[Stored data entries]
---------------

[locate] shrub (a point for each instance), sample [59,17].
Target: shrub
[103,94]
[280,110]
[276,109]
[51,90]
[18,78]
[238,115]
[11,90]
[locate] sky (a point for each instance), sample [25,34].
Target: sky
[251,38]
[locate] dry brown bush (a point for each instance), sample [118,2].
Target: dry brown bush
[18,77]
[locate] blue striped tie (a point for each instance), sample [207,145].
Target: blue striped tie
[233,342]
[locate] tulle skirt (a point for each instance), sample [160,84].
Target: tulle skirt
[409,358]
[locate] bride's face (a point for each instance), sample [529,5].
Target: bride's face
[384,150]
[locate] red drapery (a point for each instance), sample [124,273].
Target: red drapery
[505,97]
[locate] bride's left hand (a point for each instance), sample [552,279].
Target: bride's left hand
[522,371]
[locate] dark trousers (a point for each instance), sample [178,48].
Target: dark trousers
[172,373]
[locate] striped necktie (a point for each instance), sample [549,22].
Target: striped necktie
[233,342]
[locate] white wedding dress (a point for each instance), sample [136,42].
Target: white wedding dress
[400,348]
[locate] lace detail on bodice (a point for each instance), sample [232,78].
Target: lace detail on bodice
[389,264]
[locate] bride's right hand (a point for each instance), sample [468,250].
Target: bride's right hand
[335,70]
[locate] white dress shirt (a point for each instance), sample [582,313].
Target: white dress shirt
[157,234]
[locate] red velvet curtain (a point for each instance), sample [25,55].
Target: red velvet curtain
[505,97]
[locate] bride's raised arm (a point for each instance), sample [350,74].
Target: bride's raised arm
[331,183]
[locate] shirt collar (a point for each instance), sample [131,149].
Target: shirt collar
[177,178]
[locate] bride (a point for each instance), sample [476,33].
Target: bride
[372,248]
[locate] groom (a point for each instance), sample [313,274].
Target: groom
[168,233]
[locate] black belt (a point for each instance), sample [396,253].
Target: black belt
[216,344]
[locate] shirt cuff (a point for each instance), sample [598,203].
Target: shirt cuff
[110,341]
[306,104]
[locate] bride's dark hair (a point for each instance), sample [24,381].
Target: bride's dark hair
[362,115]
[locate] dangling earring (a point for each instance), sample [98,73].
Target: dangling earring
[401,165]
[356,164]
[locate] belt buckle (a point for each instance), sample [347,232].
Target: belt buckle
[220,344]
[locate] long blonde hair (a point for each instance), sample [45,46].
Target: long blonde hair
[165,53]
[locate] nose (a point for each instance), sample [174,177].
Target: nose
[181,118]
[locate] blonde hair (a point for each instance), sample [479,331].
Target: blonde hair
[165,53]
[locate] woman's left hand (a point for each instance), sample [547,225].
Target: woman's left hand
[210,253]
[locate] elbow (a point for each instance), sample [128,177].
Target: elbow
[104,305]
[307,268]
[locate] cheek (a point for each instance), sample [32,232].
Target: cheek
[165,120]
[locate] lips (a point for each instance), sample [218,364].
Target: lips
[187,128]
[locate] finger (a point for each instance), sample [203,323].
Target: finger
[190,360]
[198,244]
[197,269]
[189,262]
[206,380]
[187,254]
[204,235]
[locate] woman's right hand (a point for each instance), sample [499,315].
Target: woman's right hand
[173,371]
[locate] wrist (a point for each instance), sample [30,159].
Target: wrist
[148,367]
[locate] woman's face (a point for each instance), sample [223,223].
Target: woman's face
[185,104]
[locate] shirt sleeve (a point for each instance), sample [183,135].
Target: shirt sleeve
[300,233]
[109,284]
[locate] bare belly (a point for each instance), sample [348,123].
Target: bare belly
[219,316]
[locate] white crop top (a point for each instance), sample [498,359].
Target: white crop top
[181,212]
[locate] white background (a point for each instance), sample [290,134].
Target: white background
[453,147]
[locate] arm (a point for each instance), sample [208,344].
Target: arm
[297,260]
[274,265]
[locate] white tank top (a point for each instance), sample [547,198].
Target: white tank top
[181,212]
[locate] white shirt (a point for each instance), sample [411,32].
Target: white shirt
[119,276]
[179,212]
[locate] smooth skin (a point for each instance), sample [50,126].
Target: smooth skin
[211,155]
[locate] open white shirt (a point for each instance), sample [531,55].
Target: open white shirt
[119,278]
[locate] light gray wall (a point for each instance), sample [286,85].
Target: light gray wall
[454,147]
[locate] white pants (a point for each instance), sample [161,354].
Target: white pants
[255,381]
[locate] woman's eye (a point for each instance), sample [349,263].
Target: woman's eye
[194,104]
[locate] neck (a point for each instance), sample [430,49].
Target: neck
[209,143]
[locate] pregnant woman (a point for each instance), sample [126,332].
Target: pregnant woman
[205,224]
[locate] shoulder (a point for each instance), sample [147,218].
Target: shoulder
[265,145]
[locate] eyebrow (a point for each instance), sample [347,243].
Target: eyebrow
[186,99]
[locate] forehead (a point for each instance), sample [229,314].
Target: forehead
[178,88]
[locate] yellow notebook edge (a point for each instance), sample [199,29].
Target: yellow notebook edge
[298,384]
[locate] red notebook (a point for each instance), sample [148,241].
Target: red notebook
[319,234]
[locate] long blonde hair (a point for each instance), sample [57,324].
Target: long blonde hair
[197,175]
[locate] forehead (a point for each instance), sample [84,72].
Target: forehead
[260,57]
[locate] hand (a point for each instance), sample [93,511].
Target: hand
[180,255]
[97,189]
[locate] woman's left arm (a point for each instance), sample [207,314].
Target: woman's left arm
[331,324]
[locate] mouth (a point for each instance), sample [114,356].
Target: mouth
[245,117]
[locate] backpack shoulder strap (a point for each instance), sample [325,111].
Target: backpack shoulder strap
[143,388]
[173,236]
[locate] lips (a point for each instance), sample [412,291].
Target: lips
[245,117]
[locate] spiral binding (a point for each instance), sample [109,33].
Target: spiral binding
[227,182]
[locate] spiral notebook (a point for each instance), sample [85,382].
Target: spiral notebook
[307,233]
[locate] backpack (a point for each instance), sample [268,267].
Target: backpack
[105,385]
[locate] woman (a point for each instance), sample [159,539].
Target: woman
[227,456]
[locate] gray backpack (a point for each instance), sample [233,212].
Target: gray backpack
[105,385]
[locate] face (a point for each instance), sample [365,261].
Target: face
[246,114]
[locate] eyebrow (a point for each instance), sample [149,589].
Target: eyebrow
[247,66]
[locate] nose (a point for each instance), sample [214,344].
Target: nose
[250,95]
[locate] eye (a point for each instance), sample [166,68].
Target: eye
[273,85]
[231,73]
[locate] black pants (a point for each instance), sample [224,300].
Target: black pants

---------------

**Description of the task:** A verbatim transcription of all the entries above is required.

**Solved problem:**
[locate] shrub (a point for each instance), sample [59,17].
Target: shrub
[103,94]
[280,110]
[276,109]
[51,90]
[18,78]
[238,115]
[11,90]
[locate] sky (a point for each instance), sample [25,34].
Target: sky
[251,38]
[locate] dry brown bush (a point for each instance), sample [118,2].
Target: dry brown bush
[18,77]
[locate] blue striped tie (a point for each instance), sample [207,145].
Target: blue striped tie
[233,342]
[locate] tulle skirt (a point for each instance), sample [160,84].
Target: tulle skirt
[409,358]
[locate] bride's face (a point for each instance), sample [529,5].
Target: bride's face
[384,150]
[locate] red drapery (a point for each instance), sample [124,273].
Target: red drapery
[505,97]
[locate] bride's left hand (a point for each instance), sample [552,279].
Target: bride's left hand
[522,371]
[locate] dark trousers (a point for each instance), sample [178,48].
Target: dark trousers
[172,373]
[locate] striped necktie (a point for each instance), sample [549,22].
Target: striped necktie
[233,342]
[locate] white wedding dress (a point for each instance), sample [136,42].
Target: white wedding dress
[400,348]
[locate] lace detail on bodice (a point for each instance), sample [232,78].
Target: lace detail on bodice
[389,264]
[locate] bride's right hand (a point for each instance), sample [468,250].
Target: bride's right hand
[335,70]
[locate] white dress shirt (a point for each instance), sample [582,313].
Target: white dress shirt
[157,234]
[locate] red velvet curtain (a point for each instance), sample [25,55].
Target: red velvet curtain
[505,97]
[locate] bride's raised arm (a point for each instance), sample [350,74].
Target: bride's raised arm
[331,183]
[locate] shirt collar (a point for each instance), sample [131,149].
Target: shirt collar
[177,178]
[locate] bride (a point for each instance), sample [476,33].
Target: bride
[372,248]
[locate] groom (a point for each instance), sample [313,274].
Target: groom
[168,233]
[locate] black belt (a point for each instance), sample [396,253].
Target: black belt
[216,344]
[locate] shirt cuff (a point for each instance), sample [598,203].
Target: shirt cuff
[110,341]
[306,104]
[locate] bride's dark hair (a point for each instance), sample [24,381].
Target: bride's dark hair
[362,115]
[locate] dangling earring (a point for each instance), sample [98,73].
Target: dangling earring
[401,165]
[356,164]
[locate] belt buckle (a point for each instance), sample [347,232].
Target: belt buckle
[220,344]
[locate] long blonde hair (a point for each instance), sample [45,46].
Target: long blonde hair
[165,53]
[locate] nose (a point for each instance), sample [174,177].
Target: nose
[181,118]
[locate] blonde hair (a point for each instance), sample [479,331].
Target: blonde hair
[165,53]
[locate] woman's left hand (a point for each instance), sample [547,225].
Target: woman's left hand
[210,253]
[locate] elbow (a point for each instance), sample [128,177].
Target: elbow
[104,305]
[307,268]
[locate] cheek (a point for each instance), sample [32,232].
Target: cheek
[165,120]
[locate] lips (a point for each instance), sample [218,364].
Target: lips
[187,128]
[locate] finger (a point for each instance), sample [203,323].
Target: finger
[190,360]
[198,244]
[197,269]
[189,262]
[206,380]
[187,254]
[204,235]
[locate] woman's right hand (a point for each instance), sample [499,315].
Target: woman's right hand
[173,371]
[locate] wrist (a point for each instance), sample [30,159].
Target: wrist
[148,367]
[locate] woman's face (a point for each instance), sample [223,223].
Target: woman's face
[185,104]
[locate] shirt sleeve (a point for each instance), sample [183,135].
Target: shirt sleeve
[300,233]
[109,284]
[locate] bare belly (a point for each instance), sample [348,123].
Target: bare belly
[219,316]
[locate] white crop top (a point for each instance), sample [498,359].
Target: white crop top
[181,212]
[locate] white background (a point for each instance), sample [290,134].
Target: white background
[453,147]
[locate] arm (a point for each instance), sample [208,344].
Target: arm
[297,260]
[274,265]
[locate] white tank top (a point for each instance), sample [547,198].
Target: white tank top
[181,212]
[locate] white shirt (a point for each instance), sample [411,32].
Target: white shirt
[119,276]
[179,212]
[locate] smooth skin (a point for each instance), sample [50,126].
Target: smooth skin
[211,155]
[locate] open white shirt (a point for each instance), sample [531,55].
Target: open white shirt
[119,278]
[locate] light gray wall (a point for each instance), sample [286,85].
Target: light gray wall
[454,147]
[locate] white pants (a point for each instance), sample [161,354].
Target: white pants
[255,381]
[locate] woman's eye (a point for each instance), sample [349,263].
Target: woman's eye
[194,104]
[locate] neck (a point for each instance), sample [430,49].
Target: neck
[209,143]
[locate] pregnant woman (a point for each instance), sample [126,332].
Target: pregnant woman
[205,224]
[locate] shoulder (a point for each instance), sample [147,218].
Target: shoulder
[265,145]
[locate] eyebrow (a point for each instance), sample [347,243].
Target: eyebrow
[186,99]
[locate] forehead (a point for each instance), sample [229,314].
Target: forehead
[178,88]
[locate] yellow notebook edge (a point for each instance), sample [199,29].
Target: yellow notebook edge
[298,384]
[locate] red notebook (a point for each instance), sample [148,241].
Target: red notebook
[319,234]
[locate] long blonde hair (a point for each instance), sample [57,324].
Target: long blonde hair
[197,175]
[locate] forehead (a point for each instance), sample [84,72].
Target: forehead
[260,57]
[locate] hand (a point for each instance), sample [93,511].
Target: hand
[180,255]
[97,189]
[locate] woman's left arm (a point for each instance), sample [207,314].
Target: woman's left arm
[331,324]
[locate] mouth (a point for each instance), sample [114,356].
Target: mouth
[245,117]
[locate] backpack shoulder strap (a point for each instance), sample [325,111].
Target: backpack shoulder strap
[143,388]
[173,236]
[locate] lips (a point for each instance), sample [412,291].
Target: lips
[245,117]
[locate] spiral binding (a point for each instance), sample [109,33].
Target: spiral binding
[227,182]
[locate] spiral notebook (a point for each instance), sample [85,382].
Target: spiral notebook
[307,233]
[locate] backpack (a point for each instance), sample [268,267].
Target: backpack
[105,385]
[locate] woman (a point for each instance), sample [159,539].
Target: woman
[227,456]
[locate] gray backpack (a point for each instance), sample [233,212].
Target: gray backpack
[105,385]
[locate] face (a point for each instance), sample [365,261].
Target: face
[246,114]
[locate] eyebrow (a point for each instance), sample [149,589].
Target: eyebrow
[247,66]
[locate] nose (a point for each instance), sample [214,344].
Target: nose
[250,95]
[locate] eye (a point for each instance), sample [166,68].
Target: eye
[273,85]
[231,73]
[locate] black pants (a point for each instance), sample [224,300].
Target: black pants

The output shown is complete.